BEGIN TASK MATERIAL
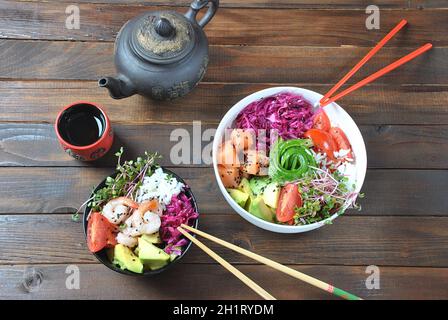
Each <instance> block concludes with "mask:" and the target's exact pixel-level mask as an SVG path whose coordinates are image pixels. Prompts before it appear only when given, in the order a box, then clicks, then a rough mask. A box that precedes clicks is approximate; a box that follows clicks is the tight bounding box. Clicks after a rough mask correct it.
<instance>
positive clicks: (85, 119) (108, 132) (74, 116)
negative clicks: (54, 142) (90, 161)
mask: <svg viewBox="0 0 448 320" xmlns="http://www.w3.org/2000/svg"><path fill="white" fill-rule="evenodd" d="M54 126H55V131H56V135H57V137H58V140H59V143H60V144H61V146H62V148H64V150H65V152H66V153H68V154H69V155H70V156H72V157H73V158H75V159H77V160H82V161H93V160H96V159H99V158H101V157H102V156H103V155H105V154H106V153H107V152H108V151H109V149H110V148H111V146H112V143H113V140H114V134H113V131H112V127H111V124H110V120H109V118H108V117H107V115H106V113H105V112H104V110H103V109H102V108H101V107H100V106H99V105H97V104H95V103H92V102H87V101H77V102H75V103H72V104H70V105H68V106H66V107H64V108H63V109H62V110H61V112H59V114H58V116H57V118H56V122H55V125H54Z"/></svg>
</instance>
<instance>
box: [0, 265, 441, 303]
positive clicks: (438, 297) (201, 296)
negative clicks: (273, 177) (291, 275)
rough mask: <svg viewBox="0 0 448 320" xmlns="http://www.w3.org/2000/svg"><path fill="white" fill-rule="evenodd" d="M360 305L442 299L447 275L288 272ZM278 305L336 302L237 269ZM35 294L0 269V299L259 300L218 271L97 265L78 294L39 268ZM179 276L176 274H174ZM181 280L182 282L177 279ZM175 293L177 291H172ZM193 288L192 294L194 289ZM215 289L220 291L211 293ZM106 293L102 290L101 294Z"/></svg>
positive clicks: (59, 273)
mask: <svg viewBox="0 0 448 320" xmlns="http://www.w3.org/2000/svg"><path fill="white" fill-rule="evenodd" d="M291 267H293V268H294V269H296V270H299V271H301V272H304V273H306V274H309V275H312V276H314V277H317V278H319V279H322V280H324V281H326V282H330V283H333V284H334V285H336V286H338V287H341V288H343V289H345V290H348V291H350V292H352V293H355V294H357V295H359V296H361V297H362V298H364V299H428V298H431V299H446V298H447V297H448V295H447V291H446V286H447V284H448V282H447V279H448V269H446V268H415V267H408V268H402V267H381V268H380V275H381V278H380V289H371V290H368V289H367V288H366V286H365V281H366V277H367V276H368V274H366V273H365V270H366V269H365V267H353V266H347V267H341V266H300V267H299V266H291ZM238 269H240V270H241V271H242V272H244V273H245V274H247V275H248V276H250V277H251V278H252V279H254V280H255V281H256V282H257V283H259V284H260V285H261V286H263V288H265V289H266V290H268V291H269V292H270V293H272V294H273V295H274V296H275V297H276V298H278V299H294V300H304V299H335V297H334V296H332V295H330V294H328V293H326V292H324V291H321V290H319V289H316V288H314V287H311V286H309V285H307V284H304V283H301V282H299V281H298V280H292V278H289V277H288V276H286V275H284V274H281V273H279V272H278V271H275V270H273V269H271V268H268V267H266V266H259V265H247V266H240V267H238ZM36 270H38V271H40V272H41V273H42V275H43V279H44V280H43V283H42V285H41V287H40V290H39V291H37V292H33V293H27V292H26V291H25V290H24V289H23V285H22V281H23V274H24V271H25V267H24V266H2V267H0V278H1V279H4V281H3V282H2V284H1V286H0V297H2V298H3V299H98V298H101V299H131V300H140V299H179V298H181V299H192V300H195V299H213V300H214V299H229V300H234V299H246V300H249V299H251V300H252V299H259V297H258V296H257V295H256V294H255V293H253V292H252V291H251V290H250V289H248V288H247V287H245V286H244V285H243V284H242V283H241V282H239V280H237V279H236V278H235V277H233V276H231V275H230V274H229V273H227V271H225V270H224V269H223V268H222V267H221V266H218V265H193V264H186V263H182V264H181V265H178V266H177V267H175V268H173V269H171V270H167V271H166V272H164V273H162V274H160V275H157V276H156V277H152V278H147V279H145V278H137V277H126V276H121V275H118V274H115V273H113V272H111V271H108V270H106V269H105V267H103V266H101V265H97V264H93V265H79V270H80V289H79V290H68V289H66V285H65V281H66V279H67V276H68V274H66V273H65V270H66V266H65V265H39V266H36ZM179 272H181V273H179ZM180 274H181V275H183V276H180ZM173 288H176V290H173ZM193 288H194V289H193ZM215 288H219V290H215ZM106 289H107V290H106Z"/></svg>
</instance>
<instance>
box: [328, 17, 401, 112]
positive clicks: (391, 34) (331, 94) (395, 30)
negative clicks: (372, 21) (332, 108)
mask: <svg viewBox="0 0 448 320" xmlns="http://www.w3.org/2000/svg"><path fill="white" fill-rule="evenodd" d="M407 23H408V22H407V21H406V20H405V19H403V20H401V21H400V22H399V23H398V24H397V25H396V26H395V27H394V28H393V29H392V30H391V31H390V32H389V33H388V34H387V35H386V36H385V37H384V38H383V39H381V40H380V42H378V43H377V44H376V46H375V47H373V48H372V49H371V50H370V51H369V52H368V53H367V54H366V55H365V56H364V58H362V59H361V60H360V61H359V62H358V63H357V64H356V65H355V66H354V67H353V68H352V69H351V70H350V71H349V72H347V74H346V75H345V76H344V77H343V78H342V79H341V80H339V82H338V83H336V84H335V85H334V87H333V88H331V89H330V91H328V92H327V94H326V95H325V96H324V97H323V98H322V99H321V100H320V104H321V105H322V106H324V105H323V104H324V103H325V105H327V104H328V103H329V102H327V100H329V99H330V96H331V95H332V94H333V93H335V92H336V91H337V90H338V89H339V88H340V87H341V86H342V85H343V84H344V83H346V82H347V80H348V79H350V78H351V77H352V76H353V75H354V74H355V73H356V72H358V70H359V69H361V67H362V66H363V65H365V64H366V63H367V61H369V60H370V59H371V58H372V57H373V56H374V55H375V54H376V53H377V52H378V51H379V50H380V49H381V48H382V47H384V45H385V44H386V43H387V42H388V41H389V40H390V39H392V38H393V37H394V36H395V35H396V34H397V32H398V31H400V30H401V28H403V27H404V26H405V25H406V24H407Z"/></svg>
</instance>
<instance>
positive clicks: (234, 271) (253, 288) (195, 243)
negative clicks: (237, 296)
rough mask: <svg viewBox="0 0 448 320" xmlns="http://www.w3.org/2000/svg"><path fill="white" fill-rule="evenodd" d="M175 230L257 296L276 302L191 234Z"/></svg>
mask: <svg viewBox="0 0 448 320" xmlns="http://www.w3.org/2000/svg"><path fill="white" fill-rule="evenodd" d="M184 227H186V226H184ZM177 230H179V231H180V232H181V233H182V234H183V235H184V236H185V237H187V238H188V239H189V240H190V241H191V242H193V243H194V244H195V245H197V246H198V247H199V248H201V249H202V250H203V251H204V252H205V253H207V254H208V255H209V256H210V257H212V258H213V259H215V260H216V261H217V262H218V263H219V264H220V265H222V266H223V267H224V268H226V269H227V270H228V271H230V272H231V273H232V274H233V275H234V276H235V277H237V278H238V279H240V280H241V281H242V282H243V283H244V284H246V285H247V286H248V287H249V288H251V289H252V290H254V291H255V292H256V293H257V294H259V295H260V296H261V297H262V298H263V299H265V300H276V299H275V298H274V297H273V296H272V295H271V294H269V293H268V292H267V291H266V290H264V289H263V288H262V287H260V286H259V285H258V284H256V283H255V282H254V281H253V280H252V279H250V278H249V277H247V276H246V275H245V274H244V273H242V272H241V271H239V270H238V269H237V268H235V267H234V266H232V265H231V264H230V263H228V262H227V261H226V260H224V259H223V258H221V257H220V256H219V255H217V254H216V253H215V252H214V251H213V250H211V249H210V248H209V247H207V246H206V245H205V244H203V243H202V242H201V241H199V240H198V239H196V238H195V237H193V236H192V235H191V234H189V233H188V232H186V231H185V230H184V229H182V228H181V227H178V228H177Z"/></svg>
END TASK MATERIAL
- WORK INSTRUCTIONS
Would you please write out, exactly and with no other lines, the stretch of the listing above from the line containing "negative clicks: (273, 177) (291, 275)" through the line containing "305L442 299L447 275L288"?

- SOLVED PROBLEM
negative clicks: (273, 177) (291, 275)
rough mask: <svg viewBox="0 0 448 320" xmlns="http://www.w3.org/2000/svg"><path fill="white" fill-rule="evenodd" d="M360 305L442 299L447 275L288 272ZM278 305L336 302L237 269ZM35 294L0 269V299L259 300L218 271L97 265L78 294L39 268ZM179 276L176 274H174ZM181 280L182 282L177 279ZM175 293L177 291H172ZM193 288L192 294L194 289ZM215 289L220 291L211 293ZM106 293L102 290L101 294Z"/></svg>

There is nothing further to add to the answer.